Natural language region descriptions
═══

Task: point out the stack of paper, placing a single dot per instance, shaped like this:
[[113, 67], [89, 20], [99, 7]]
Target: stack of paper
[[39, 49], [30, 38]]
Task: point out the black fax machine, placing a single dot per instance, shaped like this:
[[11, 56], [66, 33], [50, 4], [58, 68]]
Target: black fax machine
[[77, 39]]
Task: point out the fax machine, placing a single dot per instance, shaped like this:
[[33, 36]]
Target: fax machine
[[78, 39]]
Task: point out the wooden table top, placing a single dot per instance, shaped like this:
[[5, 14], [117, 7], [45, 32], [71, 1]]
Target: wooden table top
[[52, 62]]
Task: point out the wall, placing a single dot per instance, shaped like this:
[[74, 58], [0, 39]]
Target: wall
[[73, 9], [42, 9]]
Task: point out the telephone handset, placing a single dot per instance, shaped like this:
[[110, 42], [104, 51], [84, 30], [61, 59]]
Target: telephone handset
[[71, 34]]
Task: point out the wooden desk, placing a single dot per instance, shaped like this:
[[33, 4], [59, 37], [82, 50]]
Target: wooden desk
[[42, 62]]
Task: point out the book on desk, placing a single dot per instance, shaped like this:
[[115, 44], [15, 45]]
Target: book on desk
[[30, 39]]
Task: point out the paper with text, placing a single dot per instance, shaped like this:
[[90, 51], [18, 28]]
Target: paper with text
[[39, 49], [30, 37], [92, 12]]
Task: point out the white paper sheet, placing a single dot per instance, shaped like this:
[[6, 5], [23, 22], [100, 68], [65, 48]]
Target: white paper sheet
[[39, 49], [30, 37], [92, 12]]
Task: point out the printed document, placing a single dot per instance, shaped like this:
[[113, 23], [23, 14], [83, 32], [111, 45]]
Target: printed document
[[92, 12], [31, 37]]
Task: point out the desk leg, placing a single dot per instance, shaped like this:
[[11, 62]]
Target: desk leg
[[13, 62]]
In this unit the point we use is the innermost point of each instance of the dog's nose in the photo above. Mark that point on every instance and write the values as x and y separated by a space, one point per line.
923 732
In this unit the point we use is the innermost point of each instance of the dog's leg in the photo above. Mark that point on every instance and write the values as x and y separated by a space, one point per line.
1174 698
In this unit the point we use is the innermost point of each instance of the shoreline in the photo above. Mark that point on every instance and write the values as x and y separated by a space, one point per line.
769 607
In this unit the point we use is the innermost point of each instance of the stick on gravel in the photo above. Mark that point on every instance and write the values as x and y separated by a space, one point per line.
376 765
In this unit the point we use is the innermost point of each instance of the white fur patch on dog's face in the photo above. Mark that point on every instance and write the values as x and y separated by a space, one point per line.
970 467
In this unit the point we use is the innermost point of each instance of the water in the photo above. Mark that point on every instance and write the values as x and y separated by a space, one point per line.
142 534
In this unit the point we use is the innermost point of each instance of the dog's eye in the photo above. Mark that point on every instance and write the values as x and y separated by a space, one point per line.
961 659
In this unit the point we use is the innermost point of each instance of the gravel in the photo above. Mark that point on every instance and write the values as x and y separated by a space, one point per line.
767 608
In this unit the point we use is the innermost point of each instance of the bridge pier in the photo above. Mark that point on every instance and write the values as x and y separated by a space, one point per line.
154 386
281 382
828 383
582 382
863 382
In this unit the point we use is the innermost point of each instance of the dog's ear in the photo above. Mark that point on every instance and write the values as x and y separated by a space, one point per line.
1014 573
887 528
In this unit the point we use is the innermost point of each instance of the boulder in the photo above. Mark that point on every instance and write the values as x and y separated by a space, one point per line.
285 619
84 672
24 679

═══

Every entry should be output exactly as written, please.

> [FINISHED TASK]:
Task: point out the stack of paper, placing a single dot per instance, shaped like this:
[[113, 67], [89, 20], [99, 7]]
Target: stack of paper
[[39, 49], [30, 38]]
Task: point out the black fax machine, placing a single dot per instance, shaped like this:
[[11, 56], [66, 33], [50, 4], [58, 68]]
Target: black fax machine
[[77, 39]]
Task: point out the fax machine, placing a single dot per instance, shaped like this:
[[33, 36]]
Target: fax machine
[[78, 39]]
Task: point out the wooden table top, placing a single dot per instance, shaped like this:
[[5, 14], [117, 7], [45, 32], [71, 1]]
Target: wooden table top
[[52, 62]]
Task: point out the wall, placing a single dot per instance, shaped like this:
[[74, 58], [0, 39]]
Target: wall
[[73, 9], [42, 9]]
Task: point out the telephone handset, placing a single dot per instance, shaped like this:
[[110, 42], [104, 51], [84, 30], [61, 59]]
Target: telephone handset
[[71, 34]]
Task: point out the wooden desk, placing a single dot per instance, shaped like this:
[[33, 4], [59, 37], [82, 50]]
Target: wooden desk
[[42, 62]]
Task: point out the book on desk, placing a single dot per instance, shaped like this:
[[115, 44], [15, 45]]
Target: book on desk
[[30, 39]]
Task: point out the paper with text, placing a single dot per instance, shaped like this:
[[90, 51], [18, 28]]
Target: paper with text
[[39, 49], [30, 37], [92, 12]]
Task: point out the white paper sheet, placing a single dot per instance, shaped like this:
[[6, 5], [23, 22], [100, 68], [65, 48]]
Target: white paper sheet
[[39, 49], [30, 37], [92, 12]]
Task: point out the printed document, placing a single dot per instance, shaped like this:
[[113, 23], [23, 14], [83, 32], [111, 45]]
Target: printed document
[[92, 12], [31, 37]]
Task: point out the desk leg, placing a single dot per instance, shaped like this:
[[11, 62]]
Target: desk leg
[[13, 62]]
In this unit the point we use is the innermost point of each instance of the dog's nose in the photo above. Mark that point on every instance and write the values as x and y separated by a space, one point per line.
923 732
In this unit the point we use is the innermost point of each instance of the dog's leg in the photo above. Mark that point on every instance and write the values as x and y separated by a space, one point per line.
1174 698
In this unit the point we use is the innermost point of each instance of the shoreline in the photo above. Mark that point on every instance and write the values as x and y separated by a space, one point per line.
769 607
In this unit the point we use is the innermost point of each instance of the stick on gravel in the photo above. Mark that point on every instance and write the values as x and y separated by a space, one point per line.
376 765
In this unit the point we use is the innermost point of each instance of the white fur patch on dog's face in the photo above. Mark that point on every instance and write the values as x and y separated by a space, one point per line.
970 467
In this unit the point we use is the innermost point of each instance of the water in the photo above. Mark that point on every instance and write the values as x and y separated by a space, one point per line.
142 534
In this unit the point we use is the innermost point of each instance of the dog's eye in the photo above. Mark that point on every instance and write the values as x and y separated by a space, one point per line.
961 659
In this unit the point we use is the innermost point of each instance of the gravel in the photo above. Mark that point on every instance and write the values as x and y separated by a space, one point per line.
767 608
In this unit the point we use is the innermost point of each instance of the bridge pier in the photo above. Mark that point on every instance and write the values as x and y separated by a space, one point per line.
154 386
281 382
828 383
582 382
863 382
In this unit the point we use is the innermost point of each instance of the dog's ear in the photo above. Mark that point on every instance and write the values as x and y separated by a space, one point per line.
1014 573
887 528
In this unit the point we use is the innermost point of each instance of the boulder in the photo above. Mark that point on every instance and write the values as x and y separated by a space, one point per line.
285 619
84 672
24 679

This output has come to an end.